=== DIRECTIONS FOR THIS TASK ===
Please restate word for word the lines of the entries below from the one with "Target: face mask" to the one with "Target: ripped jeans", inclusive, and leave out every picture.

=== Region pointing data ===
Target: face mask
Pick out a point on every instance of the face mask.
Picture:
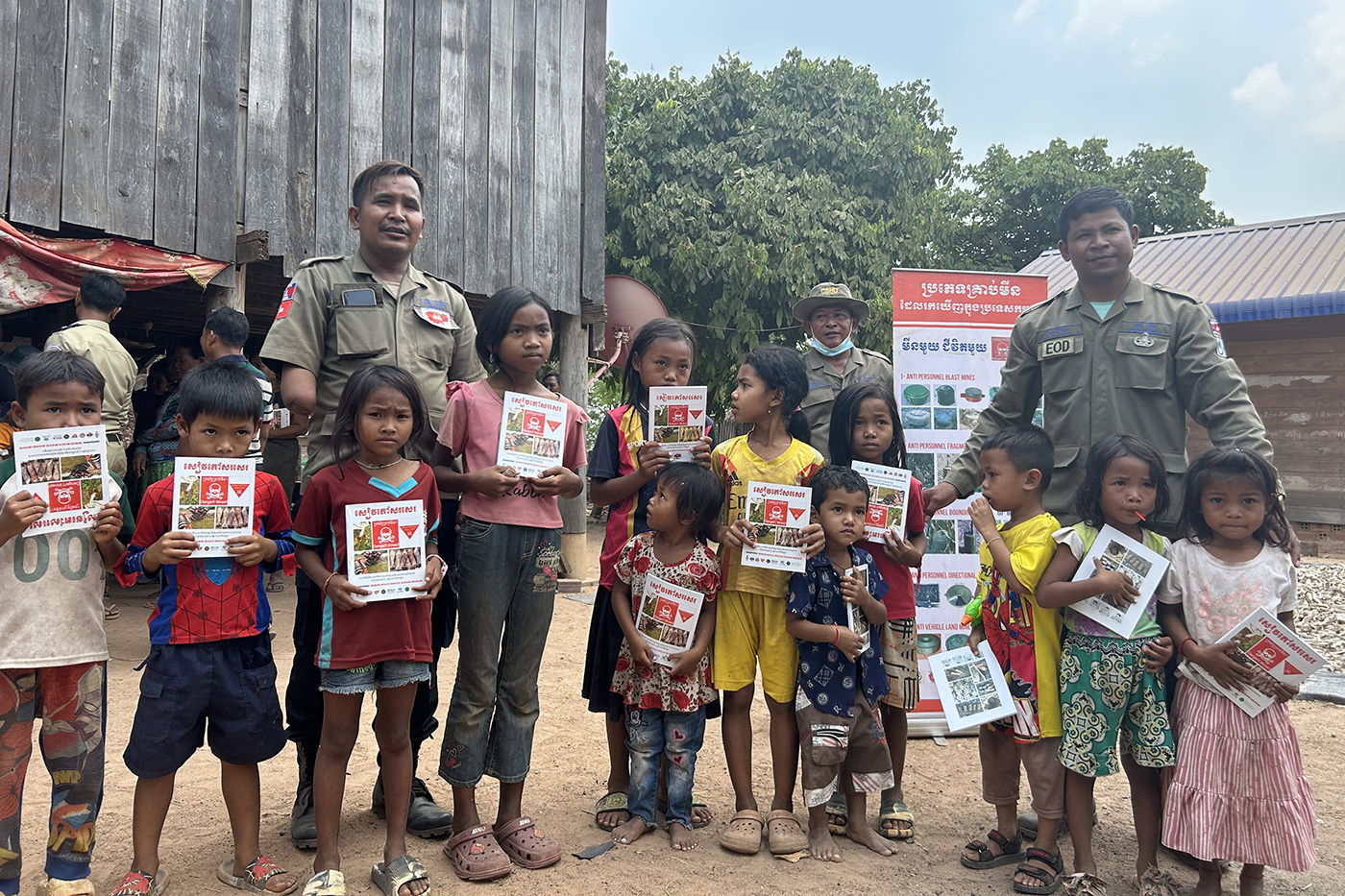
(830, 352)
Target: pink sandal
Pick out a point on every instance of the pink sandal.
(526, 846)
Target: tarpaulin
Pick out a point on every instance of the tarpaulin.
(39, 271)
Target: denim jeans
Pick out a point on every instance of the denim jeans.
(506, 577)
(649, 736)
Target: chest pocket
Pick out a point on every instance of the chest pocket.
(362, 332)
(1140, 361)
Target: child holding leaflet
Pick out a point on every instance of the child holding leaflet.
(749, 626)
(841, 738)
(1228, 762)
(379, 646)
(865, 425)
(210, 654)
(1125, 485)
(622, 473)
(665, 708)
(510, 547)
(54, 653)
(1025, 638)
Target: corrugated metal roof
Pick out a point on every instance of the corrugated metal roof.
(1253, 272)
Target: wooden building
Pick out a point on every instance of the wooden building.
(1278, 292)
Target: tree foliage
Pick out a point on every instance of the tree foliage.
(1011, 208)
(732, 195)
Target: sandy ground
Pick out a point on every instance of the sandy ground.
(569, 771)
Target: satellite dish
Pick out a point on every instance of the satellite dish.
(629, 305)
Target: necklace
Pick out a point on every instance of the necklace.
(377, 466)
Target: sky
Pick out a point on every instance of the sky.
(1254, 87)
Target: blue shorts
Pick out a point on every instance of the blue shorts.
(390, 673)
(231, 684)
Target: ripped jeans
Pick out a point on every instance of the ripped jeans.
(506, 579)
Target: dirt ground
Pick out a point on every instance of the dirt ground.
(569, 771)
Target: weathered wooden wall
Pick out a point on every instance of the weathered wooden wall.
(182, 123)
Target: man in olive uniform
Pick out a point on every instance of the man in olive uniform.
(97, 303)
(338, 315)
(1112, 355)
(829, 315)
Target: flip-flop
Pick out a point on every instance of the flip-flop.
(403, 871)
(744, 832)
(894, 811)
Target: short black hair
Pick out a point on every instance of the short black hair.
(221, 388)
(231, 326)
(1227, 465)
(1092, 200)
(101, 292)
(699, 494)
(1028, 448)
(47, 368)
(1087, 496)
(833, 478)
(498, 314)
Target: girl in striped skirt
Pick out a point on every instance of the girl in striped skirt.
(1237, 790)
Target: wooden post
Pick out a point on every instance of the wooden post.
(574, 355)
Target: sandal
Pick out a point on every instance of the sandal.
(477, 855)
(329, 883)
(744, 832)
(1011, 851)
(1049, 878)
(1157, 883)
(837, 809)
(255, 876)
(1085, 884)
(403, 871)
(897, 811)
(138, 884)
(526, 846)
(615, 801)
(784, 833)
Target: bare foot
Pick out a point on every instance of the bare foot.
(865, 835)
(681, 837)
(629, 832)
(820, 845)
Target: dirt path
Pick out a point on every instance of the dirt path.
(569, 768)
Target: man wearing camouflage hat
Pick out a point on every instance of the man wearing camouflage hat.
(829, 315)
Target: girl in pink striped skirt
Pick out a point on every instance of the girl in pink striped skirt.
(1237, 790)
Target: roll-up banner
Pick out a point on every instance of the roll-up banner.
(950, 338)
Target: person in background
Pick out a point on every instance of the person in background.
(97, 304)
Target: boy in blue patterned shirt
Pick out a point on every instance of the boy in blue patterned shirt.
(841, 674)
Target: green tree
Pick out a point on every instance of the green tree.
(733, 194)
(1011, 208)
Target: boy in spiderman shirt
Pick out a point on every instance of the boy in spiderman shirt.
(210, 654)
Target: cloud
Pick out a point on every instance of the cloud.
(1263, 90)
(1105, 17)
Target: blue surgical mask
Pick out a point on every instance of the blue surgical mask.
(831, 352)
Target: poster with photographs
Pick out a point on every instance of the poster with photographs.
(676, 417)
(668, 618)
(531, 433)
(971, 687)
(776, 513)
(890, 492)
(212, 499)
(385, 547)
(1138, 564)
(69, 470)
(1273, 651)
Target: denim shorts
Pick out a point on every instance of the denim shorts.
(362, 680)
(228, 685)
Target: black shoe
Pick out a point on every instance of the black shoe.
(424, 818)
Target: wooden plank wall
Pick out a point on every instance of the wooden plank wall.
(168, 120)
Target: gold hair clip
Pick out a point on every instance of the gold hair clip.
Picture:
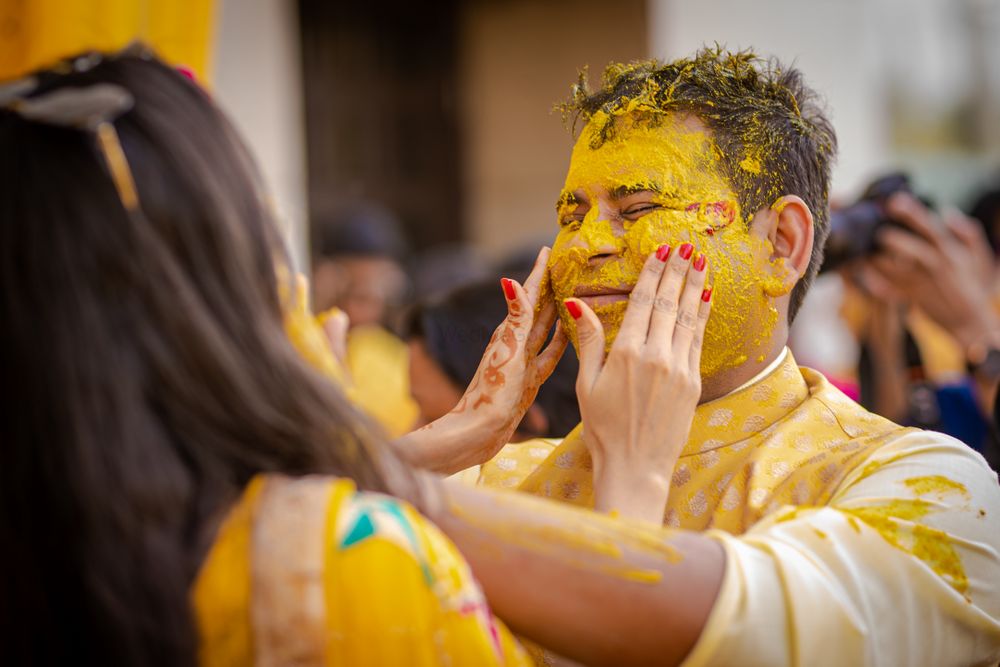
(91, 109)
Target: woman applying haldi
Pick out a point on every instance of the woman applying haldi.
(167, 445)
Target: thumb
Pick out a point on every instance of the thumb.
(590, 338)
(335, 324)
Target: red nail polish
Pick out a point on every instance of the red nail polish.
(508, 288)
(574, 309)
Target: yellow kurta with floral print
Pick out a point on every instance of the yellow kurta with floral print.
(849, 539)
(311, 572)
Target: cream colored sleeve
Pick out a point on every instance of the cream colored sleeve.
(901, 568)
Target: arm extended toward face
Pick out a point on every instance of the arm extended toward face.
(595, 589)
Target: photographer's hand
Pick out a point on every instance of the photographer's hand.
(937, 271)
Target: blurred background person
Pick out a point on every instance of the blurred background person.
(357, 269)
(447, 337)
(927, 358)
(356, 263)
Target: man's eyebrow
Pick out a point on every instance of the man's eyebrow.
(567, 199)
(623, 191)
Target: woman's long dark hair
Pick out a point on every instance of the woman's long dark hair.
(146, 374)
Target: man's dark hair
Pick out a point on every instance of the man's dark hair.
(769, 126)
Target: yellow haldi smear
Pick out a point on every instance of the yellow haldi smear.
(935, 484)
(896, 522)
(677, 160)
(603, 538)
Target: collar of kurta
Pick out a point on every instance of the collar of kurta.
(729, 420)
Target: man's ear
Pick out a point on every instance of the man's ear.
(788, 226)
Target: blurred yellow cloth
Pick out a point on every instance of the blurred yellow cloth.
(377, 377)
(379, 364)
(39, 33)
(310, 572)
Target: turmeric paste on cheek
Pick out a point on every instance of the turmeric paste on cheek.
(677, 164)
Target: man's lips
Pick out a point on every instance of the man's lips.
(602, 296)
...
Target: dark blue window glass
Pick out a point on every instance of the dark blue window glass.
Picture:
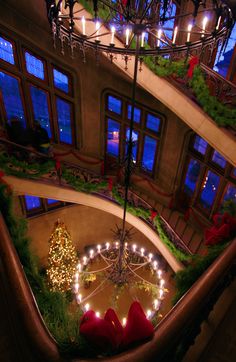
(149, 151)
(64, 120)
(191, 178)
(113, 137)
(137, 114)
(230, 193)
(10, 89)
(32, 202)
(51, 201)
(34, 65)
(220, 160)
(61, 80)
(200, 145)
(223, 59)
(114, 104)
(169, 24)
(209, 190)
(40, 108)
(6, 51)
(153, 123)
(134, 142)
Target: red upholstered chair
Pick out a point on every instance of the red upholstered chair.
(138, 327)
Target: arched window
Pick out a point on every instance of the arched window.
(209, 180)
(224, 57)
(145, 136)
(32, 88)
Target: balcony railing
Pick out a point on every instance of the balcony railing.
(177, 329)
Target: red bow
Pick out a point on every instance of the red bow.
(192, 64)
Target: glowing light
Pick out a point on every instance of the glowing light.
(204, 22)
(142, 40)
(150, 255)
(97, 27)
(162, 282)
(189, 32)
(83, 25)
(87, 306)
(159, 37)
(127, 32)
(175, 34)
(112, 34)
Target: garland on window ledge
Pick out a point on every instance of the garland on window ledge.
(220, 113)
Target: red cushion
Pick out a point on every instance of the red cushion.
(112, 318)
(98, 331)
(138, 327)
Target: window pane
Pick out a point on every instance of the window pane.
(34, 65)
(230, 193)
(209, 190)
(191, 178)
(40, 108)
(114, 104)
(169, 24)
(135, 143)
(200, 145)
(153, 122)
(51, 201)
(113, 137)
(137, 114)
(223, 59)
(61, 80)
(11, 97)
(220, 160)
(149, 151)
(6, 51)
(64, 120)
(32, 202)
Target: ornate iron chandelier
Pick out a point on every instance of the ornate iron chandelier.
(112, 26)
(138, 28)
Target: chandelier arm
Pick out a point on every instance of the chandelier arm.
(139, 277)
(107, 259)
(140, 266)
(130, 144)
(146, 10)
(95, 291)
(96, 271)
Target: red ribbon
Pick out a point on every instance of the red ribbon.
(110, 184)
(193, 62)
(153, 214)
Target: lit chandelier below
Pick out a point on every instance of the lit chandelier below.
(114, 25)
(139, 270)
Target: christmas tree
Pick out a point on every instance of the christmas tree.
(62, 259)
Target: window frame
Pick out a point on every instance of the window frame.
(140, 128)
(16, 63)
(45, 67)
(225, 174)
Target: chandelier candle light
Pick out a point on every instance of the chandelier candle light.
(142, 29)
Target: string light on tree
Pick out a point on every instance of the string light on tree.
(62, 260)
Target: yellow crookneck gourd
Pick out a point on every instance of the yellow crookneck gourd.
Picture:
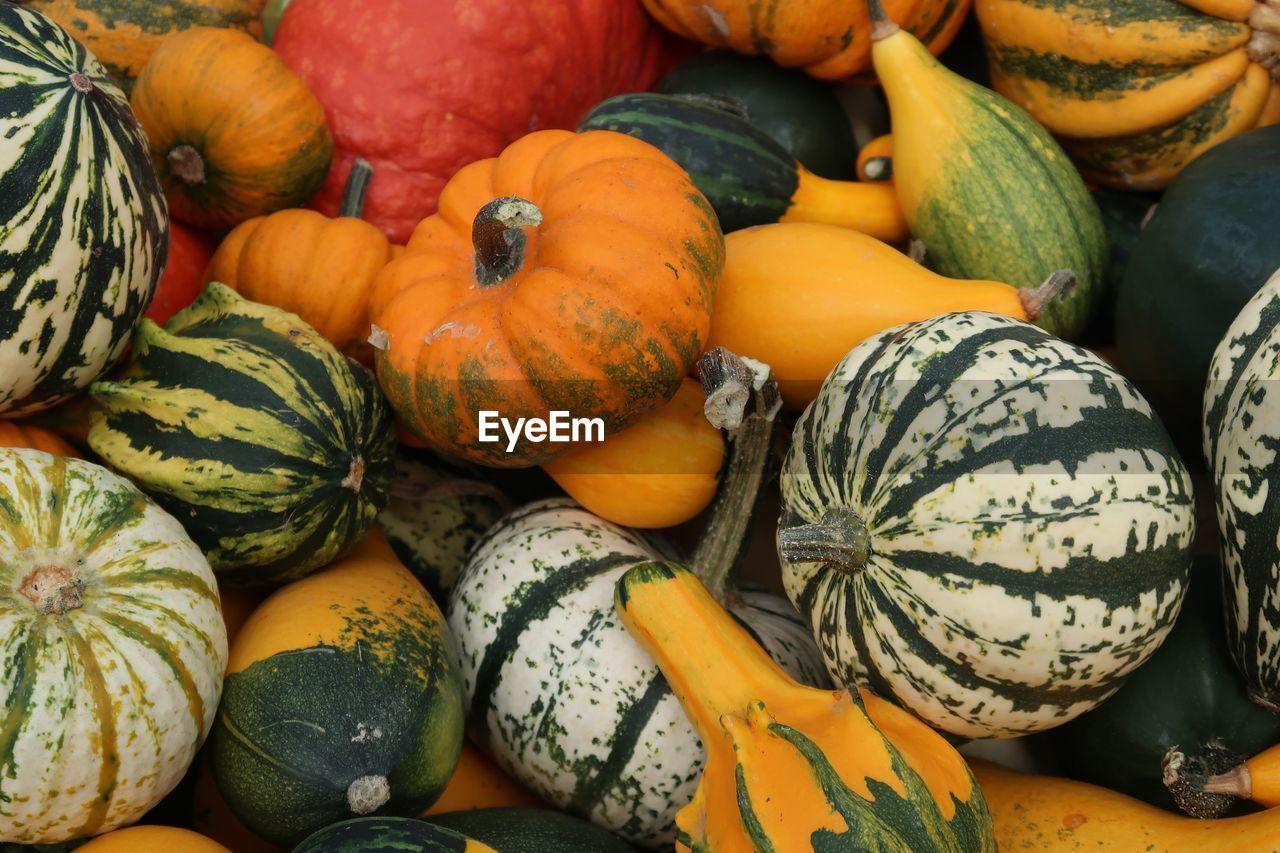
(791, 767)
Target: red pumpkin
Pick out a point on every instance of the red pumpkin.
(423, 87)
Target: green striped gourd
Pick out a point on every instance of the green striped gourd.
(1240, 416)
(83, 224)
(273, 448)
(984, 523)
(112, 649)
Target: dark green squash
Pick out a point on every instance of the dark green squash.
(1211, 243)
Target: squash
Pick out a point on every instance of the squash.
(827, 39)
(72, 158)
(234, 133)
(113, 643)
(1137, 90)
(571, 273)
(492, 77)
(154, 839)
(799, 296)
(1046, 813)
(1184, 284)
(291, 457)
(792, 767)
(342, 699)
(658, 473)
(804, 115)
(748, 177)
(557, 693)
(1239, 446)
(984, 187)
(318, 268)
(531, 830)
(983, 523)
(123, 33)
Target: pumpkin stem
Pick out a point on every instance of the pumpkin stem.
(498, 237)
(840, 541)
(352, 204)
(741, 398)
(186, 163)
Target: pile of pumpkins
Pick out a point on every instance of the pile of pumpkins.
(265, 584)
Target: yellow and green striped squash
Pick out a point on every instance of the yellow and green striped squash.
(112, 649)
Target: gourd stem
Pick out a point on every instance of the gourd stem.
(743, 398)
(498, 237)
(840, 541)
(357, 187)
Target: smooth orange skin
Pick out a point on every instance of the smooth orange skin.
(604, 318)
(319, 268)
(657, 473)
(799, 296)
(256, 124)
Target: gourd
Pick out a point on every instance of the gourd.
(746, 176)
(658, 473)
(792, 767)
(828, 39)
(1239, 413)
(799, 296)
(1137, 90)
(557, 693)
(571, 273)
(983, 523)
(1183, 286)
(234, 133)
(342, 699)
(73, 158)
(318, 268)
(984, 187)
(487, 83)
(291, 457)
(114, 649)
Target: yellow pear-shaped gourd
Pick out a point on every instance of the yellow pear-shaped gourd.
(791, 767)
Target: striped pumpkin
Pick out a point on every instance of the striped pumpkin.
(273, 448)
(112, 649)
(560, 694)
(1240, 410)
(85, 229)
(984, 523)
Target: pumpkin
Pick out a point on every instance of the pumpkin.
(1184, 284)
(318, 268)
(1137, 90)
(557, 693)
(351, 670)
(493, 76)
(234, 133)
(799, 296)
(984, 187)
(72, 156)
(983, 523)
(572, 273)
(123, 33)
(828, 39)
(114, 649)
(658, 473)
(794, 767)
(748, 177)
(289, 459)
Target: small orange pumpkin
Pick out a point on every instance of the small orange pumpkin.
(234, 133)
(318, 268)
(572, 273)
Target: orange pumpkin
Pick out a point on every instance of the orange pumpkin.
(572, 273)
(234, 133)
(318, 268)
* * *
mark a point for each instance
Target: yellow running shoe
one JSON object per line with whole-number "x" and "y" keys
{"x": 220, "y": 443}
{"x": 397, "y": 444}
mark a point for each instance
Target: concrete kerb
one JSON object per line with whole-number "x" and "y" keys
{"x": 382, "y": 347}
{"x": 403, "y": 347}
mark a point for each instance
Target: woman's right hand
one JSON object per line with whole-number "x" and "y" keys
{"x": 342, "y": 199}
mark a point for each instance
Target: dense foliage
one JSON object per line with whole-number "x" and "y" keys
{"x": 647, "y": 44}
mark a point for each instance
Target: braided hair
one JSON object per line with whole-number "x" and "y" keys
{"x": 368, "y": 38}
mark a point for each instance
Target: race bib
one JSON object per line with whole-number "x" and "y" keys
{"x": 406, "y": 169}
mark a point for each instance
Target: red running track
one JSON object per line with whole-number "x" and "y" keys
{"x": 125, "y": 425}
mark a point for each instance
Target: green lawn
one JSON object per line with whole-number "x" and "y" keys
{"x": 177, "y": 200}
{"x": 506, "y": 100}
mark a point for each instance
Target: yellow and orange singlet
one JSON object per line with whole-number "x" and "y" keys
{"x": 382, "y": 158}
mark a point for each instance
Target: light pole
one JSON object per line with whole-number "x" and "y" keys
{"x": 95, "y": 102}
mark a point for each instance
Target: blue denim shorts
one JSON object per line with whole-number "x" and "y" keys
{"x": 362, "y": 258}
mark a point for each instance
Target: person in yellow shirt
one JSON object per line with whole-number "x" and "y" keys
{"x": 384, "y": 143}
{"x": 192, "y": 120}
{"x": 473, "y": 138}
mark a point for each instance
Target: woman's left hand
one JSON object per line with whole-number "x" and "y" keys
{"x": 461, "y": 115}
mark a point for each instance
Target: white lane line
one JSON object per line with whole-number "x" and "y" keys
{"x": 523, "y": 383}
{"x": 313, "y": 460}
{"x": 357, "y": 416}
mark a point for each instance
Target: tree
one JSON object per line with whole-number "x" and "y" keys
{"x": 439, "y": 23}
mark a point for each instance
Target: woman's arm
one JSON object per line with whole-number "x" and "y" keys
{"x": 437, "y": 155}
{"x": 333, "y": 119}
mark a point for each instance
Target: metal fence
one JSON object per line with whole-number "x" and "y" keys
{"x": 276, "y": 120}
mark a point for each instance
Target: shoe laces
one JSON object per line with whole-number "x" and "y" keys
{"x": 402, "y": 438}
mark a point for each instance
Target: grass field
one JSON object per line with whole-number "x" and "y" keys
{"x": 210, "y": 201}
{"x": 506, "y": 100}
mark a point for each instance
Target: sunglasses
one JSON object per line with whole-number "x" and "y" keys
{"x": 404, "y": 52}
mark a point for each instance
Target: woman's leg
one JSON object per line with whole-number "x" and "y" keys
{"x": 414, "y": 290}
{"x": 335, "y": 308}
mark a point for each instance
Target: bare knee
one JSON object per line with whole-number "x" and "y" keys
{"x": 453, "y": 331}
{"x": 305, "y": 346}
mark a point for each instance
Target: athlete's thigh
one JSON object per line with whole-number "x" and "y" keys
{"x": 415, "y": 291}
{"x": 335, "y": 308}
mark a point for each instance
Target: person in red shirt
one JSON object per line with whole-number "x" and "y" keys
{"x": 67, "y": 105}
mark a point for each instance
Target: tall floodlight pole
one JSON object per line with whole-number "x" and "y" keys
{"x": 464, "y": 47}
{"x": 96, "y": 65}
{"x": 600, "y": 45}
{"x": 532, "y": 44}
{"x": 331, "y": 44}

=== EXERCISE RESULT ===
Target: face mask
Pick out a point on every instance of the face mask.
Picture:
(830, 352)
Target: pink sandal
Pick out a point on every instance of the pink sandal.
(526, 846)
Target: tarpaulin
Pick out a point on every instance of the tarpaulin.
(39, 271)
Target: denim jeans
Pick out a point on every instance of the denim jeans.
(506, 577)
(649, 736)
Target: chest pocket
Pick out a point on every instance of the chest pocket.
(362, 332)
(1140, 361)
Target: child holding leaflet
Pick out a point on every instance of the child holding leaflet.
(749, 626)
(841, 738)
(1228, 762)
(379, 646)
(865, 425)
(210, 654)
(1125, 485)
(622, 473)
(665, 708)
(510, 547)
(54, 653)
(1025, 638)
Target: corrugated metal roof
Pick out a point on every instance of the corrugated metal roof.
(1253, 272)
Target: wooden building
Pick out a point on every instance of the wooden building.
(1278, 292)
Target: tree foliage
Pick out a point on every instance of the tree foliage.
(1011, 208)
(732, 195)
Target: sandy ground
Pick out a point on every instance of the sandy ground.
(569, 771)
Target: satellite dish
Pick out a point on every instance of the satellite dish.
(629, 305)
Target: necklace
Pick out a point on every instance of the necklace.
(377, 466)
Target: sky
Pick out a point on every instance of the sky.
(1254, 87)
Target: blue shorts
Pick out a point on every instance of the blue shorts.
(390, 673)
(231, 684)
Target: ripped jeans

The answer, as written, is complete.